[BEGIN DATASET ROWS]

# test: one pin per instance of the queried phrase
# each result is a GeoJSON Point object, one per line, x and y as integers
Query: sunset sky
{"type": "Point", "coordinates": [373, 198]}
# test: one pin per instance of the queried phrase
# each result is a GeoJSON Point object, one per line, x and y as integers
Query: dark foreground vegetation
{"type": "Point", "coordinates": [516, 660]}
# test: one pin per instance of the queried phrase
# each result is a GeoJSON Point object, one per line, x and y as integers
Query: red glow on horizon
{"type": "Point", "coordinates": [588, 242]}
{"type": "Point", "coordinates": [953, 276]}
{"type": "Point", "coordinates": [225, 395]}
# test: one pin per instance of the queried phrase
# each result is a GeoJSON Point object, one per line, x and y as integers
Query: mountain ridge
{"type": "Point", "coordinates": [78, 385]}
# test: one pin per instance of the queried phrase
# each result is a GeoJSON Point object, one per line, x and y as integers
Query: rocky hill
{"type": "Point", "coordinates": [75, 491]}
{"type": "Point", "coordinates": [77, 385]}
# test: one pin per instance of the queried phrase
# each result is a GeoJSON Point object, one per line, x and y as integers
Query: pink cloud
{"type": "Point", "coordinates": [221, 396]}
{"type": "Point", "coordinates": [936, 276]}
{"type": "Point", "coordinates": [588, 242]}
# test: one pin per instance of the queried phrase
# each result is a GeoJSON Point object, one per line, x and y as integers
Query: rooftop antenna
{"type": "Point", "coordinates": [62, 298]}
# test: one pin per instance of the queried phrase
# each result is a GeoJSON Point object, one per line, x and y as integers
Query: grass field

[END DATASET ROWS]

Print all of the data exactly as it was given.

# test: one pin per instance of the queried phrase
# each result is a GeoJSON Point object, one per line, x and y as integers
Query: sunset sky
{"type": "Point", "coordinates": [373, 198]}
# test: one pin per instance of the queried phrase
# each result is a GeoJSON Point object, one per line, x and y as integers
Query: dark foreground vegetation
{"type": "Point", "coordinates": [516, 660]}
# test: one pin per instance of the queried phrase
# each result is a GeoJSON Point object, one per line, x and y as integers
Query: red glow on horizon
{"type": "Point", "coordinates": [588, 242]}
{"type": "Point", "coordinates": [953, 276]}
{"type": "Point", "coordinates": [225, 395]}
# test: one pin per instance of the queried phrase
# each result is a GeoJSON Point object, one per line, x and y as integers
Query: mountain ridge
{"type": "Point", "coordinates": [78, 385]}
# test: one pin per instance of the queried phrase
# each result is a GeoJSON Point object, one per line, x and y as integers
Query: rocky hill
{"type": "Point", "coordinates": [75, 491]}
{"type": "Point", "coordinates": [77, 385]}
# test: one pin per instance of the queried phrase
# each result is a GeoJSON Point object, one per line, x and y as integers
Query: pink cloud
{"type": "Point", "coordinates": [221, 396]}
{"type": "Point", "coordinates": [936, 276]}
{"type": "Point", "coordinates": [588, 242]}
# test: one pin per instance of the queried phrase
# each result is a GeoJSON Point object, one per line, x and y as integers
Query: rooftop antenna
{"type": "Point", "coordinates": [62, 298]}
# test: one pin per instance of the queried phrase
# each result is a GeoJSON Point object, one per line, x and y as integers
Query: grass field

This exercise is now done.